*** Kutipan Teks ***

Tingkat keseriusan stres

Pendekatan terhadap stres menekankan pada kejadian hidup utama sebagai sumber stres. Pendekatan yang cukup baru adalah perhatian untuk kejadian-kejadian traumatis yang ekstrem, baik buatan manusia (seperti perang) maupun bencana alam (seperti tsunami dan tornado).

Pengalaman traumatis yang paling mengerikan, yang sering diselidiki, adalah perang. Stres yang berhubungan dengan perang dapat disebabkan karena kematian anak, saudara, dan perpisahan dengan keluarga. Pengalaman stres ini, efeknya dapat berlangsung berbulan-bulan, bahkan bertahun-tahun. Reaksi panjang seperti ini dinamakan Post Traumatic Stres Disorder (PTSD). Orang yang menderita PTSD mempunyai ciri khas, yaitu mengalami stresor yang sangat ekstrem. Salah satu reaksi terhadap kejadian yang penuh stres adalah tidak responsif, seperti berkurangnya minat untuk melakukan aktivitas, menarik diri, dan penyempitan emosi. Gejala lainnya adalah takut berpisah dan kehilangan, takut akan kematian, disorientasi, depresi, dan agresi.

Mengatasi stres (stress coping)

Menurut Lazzarus dan Folkman, coping stres merupakan suatu proses di mana individu mencoba untuk mengelola jarak yang ada antara tuntutan-tuntutan (baik itu tuntutan yang berasal dari individu maupun tuntutan yang berasanl dari lingkungan) dengan sumber-sumber daya yang mereka gunakan dalam menghadapi situasi penuh tekanan. Secara umum, stres dapat diatasi dengan melakukan transaksi dengan lingkungan di mana hubungan transaksi ini merupakan suatu proses yang dinamis.

*** Data Latihan ***

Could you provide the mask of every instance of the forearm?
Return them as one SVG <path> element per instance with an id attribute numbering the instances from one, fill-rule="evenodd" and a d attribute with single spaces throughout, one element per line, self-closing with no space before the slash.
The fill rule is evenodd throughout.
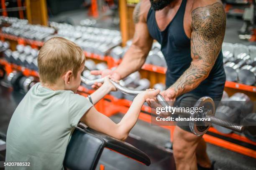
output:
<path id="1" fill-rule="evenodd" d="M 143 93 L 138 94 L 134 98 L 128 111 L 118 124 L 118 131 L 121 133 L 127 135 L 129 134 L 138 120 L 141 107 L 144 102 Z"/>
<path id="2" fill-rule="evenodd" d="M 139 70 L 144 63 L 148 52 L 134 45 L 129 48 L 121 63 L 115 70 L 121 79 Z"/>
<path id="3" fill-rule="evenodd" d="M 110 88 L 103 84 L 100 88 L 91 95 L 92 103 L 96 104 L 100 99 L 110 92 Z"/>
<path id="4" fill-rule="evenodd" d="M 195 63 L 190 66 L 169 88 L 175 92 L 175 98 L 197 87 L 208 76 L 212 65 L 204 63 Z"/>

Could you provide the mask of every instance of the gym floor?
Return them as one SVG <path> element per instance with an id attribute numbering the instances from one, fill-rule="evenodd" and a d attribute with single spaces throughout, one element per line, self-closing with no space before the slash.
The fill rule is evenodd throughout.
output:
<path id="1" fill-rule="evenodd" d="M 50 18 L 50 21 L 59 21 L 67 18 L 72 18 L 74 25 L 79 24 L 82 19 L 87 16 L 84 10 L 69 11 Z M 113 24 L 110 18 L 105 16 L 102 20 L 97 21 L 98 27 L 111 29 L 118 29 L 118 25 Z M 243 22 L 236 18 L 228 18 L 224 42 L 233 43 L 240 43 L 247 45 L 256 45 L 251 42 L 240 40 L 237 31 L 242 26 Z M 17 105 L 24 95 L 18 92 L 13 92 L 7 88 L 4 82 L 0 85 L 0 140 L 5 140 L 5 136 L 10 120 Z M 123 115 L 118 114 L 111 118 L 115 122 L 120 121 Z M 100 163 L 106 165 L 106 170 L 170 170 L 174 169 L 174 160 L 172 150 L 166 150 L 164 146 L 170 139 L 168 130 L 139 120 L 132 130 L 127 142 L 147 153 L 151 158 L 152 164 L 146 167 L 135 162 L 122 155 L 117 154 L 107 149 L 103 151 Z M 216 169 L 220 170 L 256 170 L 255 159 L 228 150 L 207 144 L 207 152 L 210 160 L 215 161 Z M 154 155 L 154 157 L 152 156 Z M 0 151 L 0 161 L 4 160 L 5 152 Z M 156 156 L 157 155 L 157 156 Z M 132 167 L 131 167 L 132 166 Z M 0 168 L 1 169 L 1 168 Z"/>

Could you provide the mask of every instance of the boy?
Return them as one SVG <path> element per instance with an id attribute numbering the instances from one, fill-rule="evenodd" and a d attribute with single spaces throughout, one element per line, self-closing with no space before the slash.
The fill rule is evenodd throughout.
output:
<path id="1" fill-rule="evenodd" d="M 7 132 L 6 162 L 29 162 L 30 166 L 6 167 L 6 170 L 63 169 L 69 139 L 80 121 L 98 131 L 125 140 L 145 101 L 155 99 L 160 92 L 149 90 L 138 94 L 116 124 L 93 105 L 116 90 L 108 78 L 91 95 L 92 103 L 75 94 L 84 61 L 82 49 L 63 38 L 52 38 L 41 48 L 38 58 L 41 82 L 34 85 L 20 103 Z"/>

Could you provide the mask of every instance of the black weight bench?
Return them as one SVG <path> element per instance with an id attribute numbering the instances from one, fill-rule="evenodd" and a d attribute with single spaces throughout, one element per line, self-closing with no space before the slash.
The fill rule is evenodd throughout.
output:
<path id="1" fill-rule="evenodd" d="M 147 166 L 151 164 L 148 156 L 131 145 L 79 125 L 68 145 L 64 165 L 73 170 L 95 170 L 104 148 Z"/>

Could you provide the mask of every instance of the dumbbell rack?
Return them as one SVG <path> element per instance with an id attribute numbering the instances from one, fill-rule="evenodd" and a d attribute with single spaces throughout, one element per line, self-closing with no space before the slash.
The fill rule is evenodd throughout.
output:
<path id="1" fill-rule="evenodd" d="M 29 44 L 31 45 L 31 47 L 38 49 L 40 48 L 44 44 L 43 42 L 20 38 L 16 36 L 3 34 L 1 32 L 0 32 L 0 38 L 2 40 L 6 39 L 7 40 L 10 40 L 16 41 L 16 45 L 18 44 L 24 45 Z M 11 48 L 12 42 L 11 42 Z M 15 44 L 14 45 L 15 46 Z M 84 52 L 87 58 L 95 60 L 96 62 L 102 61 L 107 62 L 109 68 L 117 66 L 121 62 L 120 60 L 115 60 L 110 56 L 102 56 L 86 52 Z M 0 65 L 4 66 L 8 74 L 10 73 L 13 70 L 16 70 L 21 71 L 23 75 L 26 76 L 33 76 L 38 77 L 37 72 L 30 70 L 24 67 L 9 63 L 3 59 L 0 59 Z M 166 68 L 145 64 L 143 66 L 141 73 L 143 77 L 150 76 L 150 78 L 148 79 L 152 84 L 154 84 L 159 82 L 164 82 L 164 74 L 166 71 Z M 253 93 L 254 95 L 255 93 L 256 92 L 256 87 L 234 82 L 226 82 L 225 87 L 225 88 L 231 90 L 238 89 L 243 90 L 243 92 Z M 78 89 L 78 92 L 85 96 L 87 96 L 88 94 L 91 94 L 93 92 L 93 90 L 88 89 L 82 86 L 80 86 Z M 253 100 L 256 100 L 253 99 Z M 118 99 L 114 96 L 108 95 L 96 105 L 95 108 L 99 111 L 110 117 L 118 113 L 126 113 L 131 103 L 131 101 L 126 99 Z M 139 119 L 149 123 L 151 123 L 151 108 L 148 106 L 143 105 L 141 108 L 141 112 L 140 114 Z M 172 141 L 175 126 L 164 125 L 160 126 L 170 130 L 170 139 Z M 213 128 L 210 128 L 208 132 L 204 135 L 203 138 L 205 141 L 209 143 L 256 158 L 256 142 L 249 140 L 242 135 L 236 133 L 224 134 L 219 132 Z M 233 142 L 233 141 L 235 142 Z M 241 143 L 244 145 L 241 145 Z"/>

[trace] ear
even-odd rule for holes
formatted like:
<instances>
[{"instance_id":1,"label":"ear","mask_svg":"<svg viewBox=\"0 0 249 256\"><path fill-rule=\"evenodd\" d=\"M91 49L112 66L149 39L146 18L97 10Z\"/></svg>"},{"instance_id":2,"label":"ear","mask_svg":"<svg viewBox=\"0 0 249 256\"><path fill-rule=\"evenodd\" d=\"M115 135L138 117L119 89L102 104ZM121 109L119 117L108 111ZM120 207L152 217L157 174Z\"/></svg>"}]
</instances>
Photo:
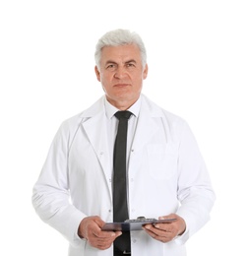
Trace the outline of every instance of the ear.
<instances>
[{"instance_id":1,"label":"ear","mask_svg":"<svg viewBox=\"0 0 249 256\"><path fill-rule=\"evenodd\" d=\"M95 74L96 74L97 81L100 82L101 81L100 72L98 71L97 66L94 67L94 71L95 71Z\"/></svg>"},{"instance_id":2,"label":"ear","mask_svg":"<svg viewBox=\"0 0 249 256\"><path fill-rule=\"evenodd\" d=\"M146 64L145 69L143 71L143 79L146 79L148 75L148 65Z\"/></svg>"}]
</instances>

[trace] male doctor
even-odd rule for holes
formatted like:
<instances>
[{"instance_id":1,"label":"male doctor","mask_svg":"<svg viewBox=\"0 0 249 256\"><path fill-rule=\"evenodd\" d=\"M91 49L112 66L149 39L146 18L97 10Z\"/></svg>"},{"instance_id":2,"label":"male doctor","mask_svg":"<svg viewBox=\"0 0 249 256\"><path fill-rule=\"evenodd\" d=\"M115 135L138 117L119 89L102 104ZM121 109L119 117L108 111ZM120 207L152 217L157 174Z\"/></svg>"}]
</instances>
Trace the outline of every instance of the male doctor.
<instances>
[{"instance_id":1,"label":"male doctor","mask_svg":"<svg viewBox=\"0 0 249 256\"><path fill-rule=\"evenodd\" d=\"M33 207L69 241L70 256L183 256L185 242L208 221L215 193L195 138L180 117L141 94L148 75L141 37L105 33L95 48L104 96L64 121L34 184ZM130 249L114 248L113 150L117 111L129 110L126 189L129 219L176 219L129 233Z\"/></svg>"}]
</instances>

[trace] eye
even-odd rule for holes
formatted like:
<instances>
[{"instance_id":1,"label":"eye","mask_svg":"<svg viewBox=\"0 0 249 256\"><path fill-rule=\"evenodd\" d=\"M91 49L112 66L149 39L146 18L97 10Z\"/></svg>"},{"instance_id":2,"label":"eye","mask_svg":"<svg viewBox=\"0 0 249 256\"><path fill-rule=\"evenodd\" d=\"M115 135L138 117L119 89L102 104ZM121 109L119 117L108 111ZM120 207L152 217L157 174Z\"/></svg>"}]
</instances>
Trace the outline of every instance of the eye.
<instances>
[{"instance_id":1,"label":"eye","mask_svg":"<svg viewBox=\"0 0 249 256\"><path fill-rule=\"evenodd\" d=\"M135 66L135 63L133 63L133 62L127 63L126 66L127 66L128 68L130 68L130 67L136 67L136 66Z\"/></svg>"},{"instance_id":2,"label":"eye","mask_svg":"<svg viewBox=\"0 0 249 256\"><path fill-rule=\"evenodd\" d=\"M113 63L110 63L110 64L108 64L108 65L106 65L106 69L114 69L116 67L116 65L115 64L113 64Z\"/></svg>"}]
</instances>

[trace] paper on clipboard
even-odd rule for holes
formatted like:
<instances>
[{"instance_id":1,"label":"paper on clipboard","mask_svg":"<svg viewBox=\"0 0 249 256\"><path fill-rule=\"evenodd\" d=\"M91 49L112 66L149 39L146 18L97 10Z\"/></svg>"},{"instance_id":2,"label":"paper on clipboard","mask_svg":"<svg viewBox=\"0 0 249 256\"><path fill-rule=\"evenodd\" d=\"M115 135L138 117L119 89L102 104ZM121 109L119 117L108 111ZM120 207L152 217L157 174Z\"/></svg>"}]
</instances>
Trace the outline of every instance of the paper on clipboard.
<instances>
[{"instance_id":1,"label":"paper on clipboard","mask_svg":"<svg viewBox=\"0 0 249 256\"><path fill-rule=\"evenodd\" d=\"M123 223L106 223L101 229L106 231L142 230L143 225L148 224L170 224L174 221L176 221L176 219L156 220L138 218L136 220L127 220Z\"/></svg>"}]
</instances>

***
*** Data Latihan ***

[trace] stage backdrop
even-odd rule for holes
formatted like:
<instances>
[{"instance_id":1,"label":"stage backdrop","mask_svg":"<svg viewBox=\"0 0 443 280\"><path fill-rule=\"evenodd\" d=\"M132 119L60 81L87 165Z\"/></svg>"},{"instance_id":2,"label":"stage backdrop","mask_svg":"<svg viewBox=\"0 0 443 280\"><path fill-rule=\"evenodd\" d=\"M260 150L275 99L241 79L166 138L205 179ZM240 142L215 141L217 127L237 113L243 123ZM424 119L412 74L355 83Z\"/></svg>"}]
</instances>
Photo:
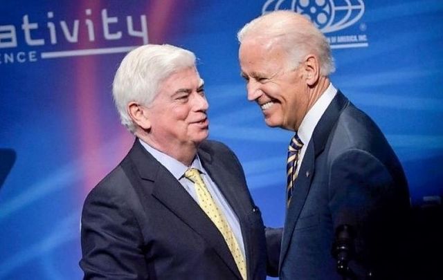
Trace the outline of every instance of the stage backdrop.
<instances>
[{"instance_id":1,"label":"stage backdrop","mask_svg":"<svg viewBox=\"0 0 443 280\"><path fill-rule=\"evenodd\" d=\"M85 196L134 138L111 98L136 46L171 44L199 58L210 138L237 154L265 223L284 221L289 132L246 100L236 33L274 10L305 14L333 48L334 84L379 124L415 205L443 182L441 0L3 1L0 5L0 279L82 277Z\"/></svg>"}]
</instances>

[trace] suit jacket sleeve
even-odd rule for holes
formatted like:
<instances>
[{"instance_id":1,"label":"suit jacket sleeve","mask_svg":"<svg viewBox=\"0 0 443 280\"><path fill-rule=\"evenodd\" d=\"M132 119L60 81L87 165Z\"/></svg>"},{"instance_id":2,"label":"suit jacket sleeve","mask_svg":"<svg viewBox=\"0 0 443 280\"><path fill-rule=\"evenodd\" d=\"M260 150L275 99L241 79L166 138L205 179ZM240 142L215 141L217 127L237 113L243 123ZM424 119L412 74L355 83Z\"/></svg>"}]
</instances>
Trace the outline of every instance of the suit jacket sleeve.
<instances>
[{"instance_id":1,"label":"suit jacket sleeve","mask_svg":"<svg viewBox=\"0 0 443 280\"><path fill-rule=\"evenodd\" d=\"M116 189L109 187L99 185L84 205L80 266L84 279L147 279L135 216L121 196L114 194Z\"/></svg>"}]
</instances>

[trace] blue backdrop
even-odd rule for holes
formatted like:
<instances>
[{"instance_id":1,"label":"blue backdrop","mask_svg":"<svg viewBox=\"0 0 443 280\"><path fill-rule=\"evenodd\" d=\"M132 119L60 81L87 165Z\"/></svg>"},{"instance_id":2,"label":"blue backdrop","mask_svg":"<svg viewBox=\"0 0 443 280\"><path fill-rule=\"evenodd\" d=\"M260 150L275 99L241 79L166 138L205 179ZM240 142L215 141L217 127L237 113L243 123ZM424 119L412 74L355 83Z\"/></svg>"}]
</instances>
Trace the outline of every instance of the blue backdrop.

***

▸ **Permintaan Tugas 1**:
Berdasarkan teks tentang stres, jelaskan dalam satu sampai tiga kalimat mengapa reaksi terhadap pengalaman stres akibat perang dinamakan Post Traumatic Stres Disorder (PTSD).
▸ **Permintaan Tugas 2**:
Lanjutkan teks tentang stres dan cara mengatasinya, dimulai setelah kalimat terakhir yang ditampilkan.

▸ **Area Jawaban 1**:
Efek pengalaman stres akibat perang dapat berlangsung berbulan-bulan, bahkan bertahun-tahun. Reaksi panjang seperti inilah yang dinamakan Post Traumatic Stres Disorder (PTSD).

▸ **Area Jawaban 2**:
Secara umum, coping stres mempunyai dua macam fungsi, yaitu:

1. Emotion-focused coping
Digunakan untuk mengatur respon emosional terhadap stres. Pengaturan ini melalui perilaku individu, seperti penggunaan obat penenang, bagaimana meniadakan fakta-fakta yang tidak menyenangkan, melalui strategi kognitif. Bila individu tidak mampu mengubah kondisi yang stresful, individu akan cenderung untuk mengatur emosinya.
2. Problem-focused coping
Untuk mengurangi stresor, individu akan mengatasi dengan mempelajari cara-cara atau keterampilan-keterampilan yang baru. Individu akan cenderung menggunakan strategi ini bila dirinya yakin akan dapat mengubah situasi. Metode atau fungsi masalah ini lebih sering digunakan oleh orang dewasa.
Ada delapan strategi coping yang berbeda yang secara umum dikenal dalam psikologi, yaitu:
1. konfrontasi,
2. mencari dukungan sosial,
3. merencanakan pemecahan masalah dikaitkan dengan problem-focused coping,
4. kontrol diri,
5. membuat jarak,
6. penilaian kembali secara positif,
7. menerima tanggung jawab, dan
8. lari atau penghindaran.

Tidak ada satu metode pun yang dapat digunakan untuk semua situasi stres. Tidak ada strategi coping yang paling berhasil. Strategi coping yang paling efektif adalah strategi yang sesuai dengan jenis stres dan situasi. Keberhasilan coping lebih tergantung pada penggabungan strategi coping yang sesuai dengan ciri masing-masing kejadian yang penuh stres, daripada mencoba menemukan satu strategi coping yang paling berhasil.

Perbedaan individu dalam menyesuaikan diri terhadap berbagai macam stres di antaranya dipengaruhi oleh kemampuan yang dimiliki (misal inteligensi, kreativitas, kecerdasan emosional), pengaruh lingkungan, pendidikan, pengembangan diri, dan usia. Ada pula beberapa penyesuaian yang dapat bersifat mengurangi gejala stres. Penyesuaian yang tidak disadari yaitu dengan menggunakan defense mechanisms (mekanisme pertahanan diri), sedangkan penyesuaian yang disadari di antaranya membicarakan masalah yang dihadapi dengan orang lain, melakukan pekerjaan lain yang mengurangi simptom stres, atau sekadar tertawa.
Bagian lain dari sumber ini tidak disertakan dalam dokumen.